• **INPUT ROWS**:
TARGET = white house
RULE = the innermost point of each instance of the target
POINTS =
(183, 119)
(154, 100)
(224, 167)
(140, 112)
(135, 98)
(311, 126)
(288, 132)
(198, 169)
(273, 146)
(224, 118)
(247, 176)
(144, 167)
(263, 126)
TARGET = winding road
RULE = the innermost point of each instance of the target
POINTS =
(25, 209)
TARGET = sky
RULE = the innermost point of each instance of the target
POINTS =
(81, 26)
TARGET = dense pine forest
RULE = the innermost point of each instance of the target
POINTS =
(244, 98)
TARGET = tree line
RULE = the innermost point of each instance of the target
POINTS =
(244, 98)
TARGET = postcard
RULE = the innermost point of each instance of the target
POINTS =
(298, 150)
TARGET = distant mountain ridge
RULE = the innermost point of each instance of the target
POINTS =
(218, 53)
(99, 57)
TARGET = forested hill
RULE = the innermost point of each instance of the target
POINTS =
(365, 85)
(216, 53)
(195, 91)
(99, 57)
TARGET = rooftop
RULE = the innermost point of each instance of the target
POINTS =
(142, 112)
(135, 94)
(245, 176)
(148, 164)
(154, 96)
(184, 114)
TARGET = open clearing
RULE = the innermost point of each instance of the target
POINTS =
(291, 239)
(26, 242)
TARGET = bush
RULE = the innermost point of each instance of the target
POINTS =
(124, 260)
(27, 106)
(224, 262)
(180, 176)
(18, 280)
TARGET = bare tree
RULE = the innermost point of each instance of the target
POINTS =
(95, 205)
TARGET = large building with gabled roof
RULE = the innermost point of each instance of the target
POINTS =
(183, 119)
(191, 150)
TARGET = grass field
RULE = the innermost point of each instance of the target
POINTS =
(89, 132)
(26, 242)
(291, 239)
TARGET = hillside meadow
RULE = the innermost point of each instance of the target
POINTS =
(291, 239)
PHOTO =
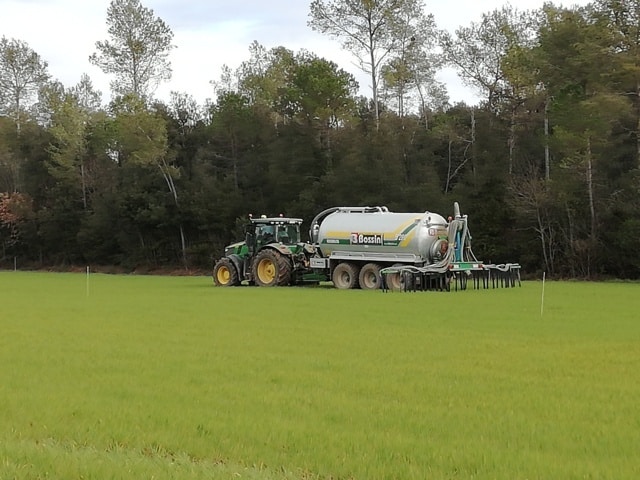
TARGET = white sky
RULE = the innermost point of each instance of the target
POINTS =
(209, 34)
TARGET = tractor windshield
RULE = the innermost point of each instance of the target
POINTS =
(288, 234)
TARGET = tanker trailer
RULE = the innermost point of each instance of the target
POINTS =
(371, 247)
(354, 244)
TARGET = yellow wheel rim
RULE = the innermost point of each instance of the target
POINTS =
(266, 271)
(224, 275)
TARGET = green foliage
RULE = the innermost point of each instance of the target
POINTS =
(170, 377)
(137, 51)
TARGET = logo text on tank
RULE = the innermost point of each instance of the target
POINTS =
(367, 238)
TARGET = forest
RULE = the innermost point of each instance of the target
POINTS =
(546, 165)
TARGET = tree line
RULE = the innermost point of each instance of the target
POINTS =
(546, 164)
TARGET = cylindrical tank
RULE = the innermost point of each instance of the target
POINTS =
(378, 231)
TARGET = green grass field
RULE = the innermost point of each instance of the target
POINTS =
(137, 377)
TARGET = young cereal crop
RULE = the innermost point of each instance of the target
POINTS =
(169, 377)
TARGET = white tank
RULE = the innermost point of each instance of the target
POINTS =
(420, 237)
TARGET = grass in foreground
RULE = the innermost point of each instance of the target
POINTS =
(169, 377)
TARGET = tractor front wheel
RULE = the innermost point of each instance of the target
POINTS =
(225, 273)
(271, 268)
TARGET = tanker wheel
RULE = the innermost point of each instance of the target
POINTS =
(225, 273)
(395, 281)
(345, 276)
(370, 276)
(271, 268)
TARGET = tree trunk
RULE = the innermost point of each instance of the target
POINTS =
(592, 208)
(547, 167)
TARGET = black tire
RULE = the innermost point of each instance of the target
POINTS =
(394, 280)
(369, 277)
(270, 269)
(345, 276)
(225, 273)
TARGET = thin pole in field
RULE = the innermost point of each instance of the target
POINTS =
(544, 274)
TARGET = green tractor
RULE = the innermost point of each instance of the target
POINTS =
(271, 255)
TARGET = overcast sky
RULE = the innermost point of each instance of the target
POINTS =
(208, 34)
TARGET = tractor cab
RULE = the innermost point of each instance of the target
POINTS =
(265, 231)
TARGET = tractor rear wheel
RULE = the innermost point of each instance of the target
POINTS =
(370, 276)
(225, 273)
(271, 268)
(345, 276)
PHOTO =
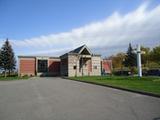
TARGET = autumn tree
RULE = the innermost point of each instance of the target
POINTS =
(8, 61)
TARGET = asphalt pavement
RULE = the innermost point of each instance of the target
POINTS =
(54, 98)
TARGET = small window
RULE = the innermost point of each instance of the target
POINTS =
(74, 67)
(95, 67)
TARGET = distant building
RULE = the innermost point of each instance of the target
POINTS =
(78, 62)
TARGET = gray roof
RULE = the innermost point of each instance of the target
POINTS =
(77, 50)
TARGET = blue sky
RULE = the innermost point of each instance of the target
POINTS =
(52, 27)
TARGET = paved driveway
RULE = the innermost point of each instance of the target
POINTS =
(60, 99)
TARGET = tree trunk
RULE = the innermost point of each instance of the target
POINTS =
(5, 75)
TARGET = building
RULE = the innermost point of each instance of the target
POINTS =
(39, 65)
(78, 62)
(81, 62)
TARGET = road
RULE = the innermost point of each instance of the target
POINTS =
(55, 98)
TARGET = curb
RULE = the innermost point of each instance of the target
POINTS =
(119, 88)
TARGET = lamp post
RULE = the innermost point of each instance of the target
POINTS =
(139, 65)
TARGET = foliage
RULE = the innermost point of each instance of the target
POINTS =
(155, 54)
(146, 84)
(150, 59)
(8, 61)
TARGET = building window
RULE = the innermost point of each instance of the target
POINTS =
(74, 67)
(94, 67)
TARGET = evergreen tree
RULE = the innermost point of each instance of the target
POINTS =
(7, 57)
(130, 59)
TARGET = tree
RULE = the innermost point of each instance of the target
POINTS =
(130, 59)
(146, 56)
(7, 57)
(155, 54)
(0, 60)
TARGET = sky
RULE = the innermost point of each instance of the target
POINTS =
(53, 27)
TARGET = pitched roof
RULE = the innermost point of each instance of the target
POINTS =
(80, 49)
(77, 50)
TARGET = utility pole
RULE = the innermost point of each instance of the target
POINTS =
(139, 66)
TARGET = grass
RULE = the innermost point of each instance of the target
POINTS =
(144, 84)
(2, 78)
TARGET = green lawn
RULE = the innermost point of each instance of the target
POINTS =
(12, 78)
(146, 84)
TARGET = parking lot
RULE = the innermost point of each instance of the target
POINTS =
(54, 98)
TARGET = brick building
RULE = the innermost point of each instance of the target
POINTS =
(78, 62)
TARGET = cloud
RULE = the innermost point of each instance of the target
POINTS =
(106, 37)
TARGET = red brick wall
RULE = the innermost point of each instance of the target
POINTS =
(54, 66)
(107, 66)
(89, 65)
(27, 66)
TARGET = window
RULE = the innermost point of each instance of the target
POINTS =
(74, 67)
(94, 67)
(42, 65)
==
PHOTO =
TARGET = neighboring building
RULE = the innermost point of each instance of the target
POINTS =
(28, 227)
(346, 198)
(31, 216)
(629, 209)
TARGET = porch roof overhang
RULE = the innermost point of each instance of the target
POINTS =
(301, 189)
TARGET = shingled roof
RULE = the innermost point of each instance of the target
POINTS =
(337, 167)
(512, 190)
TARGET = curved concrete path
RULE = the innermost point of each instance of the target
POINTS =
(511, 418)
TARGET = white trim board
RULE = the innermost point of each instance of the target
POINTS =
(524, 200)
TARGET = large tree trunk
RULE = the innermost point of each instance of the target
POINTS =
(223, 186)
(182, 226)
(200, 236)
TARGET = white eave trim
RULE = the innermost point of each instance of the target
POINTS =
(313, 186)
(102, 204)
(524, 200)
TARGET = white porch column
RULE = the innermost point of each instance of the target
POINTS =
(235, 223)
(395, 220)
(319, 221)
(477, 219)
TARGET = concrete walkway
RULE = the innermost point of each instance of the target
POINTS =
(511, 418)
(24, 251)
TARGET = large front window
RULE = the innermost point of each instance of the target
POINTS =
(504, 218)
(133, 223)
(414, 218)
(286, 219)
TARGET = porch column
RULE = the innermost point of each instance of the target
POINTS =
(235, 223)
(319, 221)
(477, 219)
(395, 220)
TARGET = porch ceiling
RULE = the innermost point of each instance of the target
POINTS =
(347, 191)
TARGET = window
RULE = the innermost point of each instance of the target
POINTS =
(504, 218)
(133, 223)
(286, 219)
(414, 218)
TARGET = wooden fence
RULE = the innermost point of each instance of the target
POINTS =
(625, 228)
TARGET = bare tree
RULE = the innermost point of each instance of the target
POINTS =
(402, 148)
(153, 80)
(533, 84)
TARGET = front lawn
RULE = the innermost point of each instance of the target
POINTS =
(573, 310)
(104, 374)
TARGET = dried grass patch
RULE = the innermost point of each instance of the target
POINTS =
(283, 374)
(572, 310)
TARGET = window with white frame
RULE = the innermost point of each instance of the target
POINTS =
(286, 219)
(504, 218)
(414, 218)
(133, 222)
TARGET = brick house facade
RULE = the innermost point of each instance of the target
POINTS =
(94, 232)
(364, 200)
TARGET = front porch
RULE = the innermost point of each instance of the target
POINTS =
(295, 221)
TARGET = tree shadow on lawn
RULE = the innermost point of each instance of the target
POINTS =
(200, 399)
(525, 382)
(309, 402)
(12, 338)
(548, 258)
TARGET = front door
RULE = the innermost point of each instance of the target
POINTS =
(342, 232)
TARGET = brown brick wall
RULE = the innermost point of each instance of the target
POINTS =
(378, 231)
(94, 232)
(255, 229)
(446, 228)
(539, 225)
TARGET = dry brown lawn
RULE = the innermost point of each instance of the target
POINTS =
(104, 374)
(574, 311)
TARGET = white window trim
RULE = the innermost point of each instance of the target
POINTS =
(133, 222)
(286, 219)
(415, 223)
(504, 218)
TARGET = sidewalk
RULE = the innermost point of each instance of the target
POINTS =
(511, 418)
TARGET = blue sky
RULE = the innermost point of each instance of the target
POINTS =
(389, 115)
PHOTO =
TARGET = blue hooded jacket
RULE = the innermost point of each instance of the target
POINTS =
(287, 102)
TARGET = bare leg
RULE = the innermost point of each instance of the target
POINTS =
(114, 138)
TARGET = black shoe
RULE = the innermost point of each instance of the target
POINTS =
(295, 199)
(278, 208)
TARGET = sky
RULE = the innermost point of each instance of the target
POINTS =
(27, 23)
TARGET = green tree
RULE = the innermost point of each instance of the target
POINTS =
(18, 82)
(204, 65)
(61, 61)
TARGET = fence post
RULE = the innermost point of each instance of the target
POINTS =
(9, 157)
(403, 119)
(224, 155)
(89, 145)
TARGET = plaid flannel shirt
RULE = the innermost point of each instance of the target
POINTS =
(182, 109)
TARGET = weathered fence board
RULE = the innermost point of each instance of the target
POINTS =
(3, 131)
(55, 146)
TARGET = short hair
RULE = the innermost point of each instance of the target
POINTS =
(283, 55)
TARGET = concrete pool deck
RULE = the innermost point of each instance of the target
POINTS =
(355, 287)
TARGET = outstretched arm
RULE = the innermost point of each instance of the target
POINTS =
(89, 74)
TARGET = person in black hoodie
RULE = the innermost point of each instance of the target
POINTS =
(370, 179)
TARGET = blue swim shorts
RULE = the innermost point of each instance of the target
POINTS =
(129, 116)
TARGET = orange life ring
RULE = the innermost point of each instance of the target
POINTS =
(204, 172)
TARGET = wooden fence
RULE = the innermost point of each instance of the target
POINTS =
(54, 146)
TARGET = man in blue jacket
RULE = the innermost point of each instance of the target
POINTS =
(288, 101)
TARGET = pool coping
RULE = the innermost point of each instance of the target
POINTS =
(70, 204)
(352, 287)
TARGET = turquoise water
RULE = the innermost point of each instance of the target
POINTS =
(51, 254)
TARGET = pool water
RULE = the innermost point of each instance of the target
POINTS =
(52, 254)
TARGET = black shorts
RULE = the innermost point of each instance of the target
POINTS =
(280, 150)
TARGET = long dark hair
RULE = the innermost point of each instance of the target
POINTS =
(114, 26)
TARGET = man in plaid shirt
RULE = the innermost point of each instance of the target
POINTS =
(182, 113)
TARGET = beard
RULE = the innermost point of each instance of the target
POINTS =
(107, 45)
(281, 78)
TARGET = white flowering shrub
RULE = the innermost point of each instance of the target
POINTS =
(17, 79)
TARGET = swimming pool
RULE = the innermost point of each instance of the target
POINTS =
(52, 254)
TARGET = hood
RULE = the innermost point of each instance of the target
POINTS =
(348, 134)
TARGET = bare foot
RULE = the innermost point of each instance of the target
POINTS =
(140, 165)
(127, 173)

• **EXERCISE INSTRUCTIONS**:
Report how many lines in the entries above contain the word "blue", giving only the number. Case counts.

• **THE ANSWER**:
5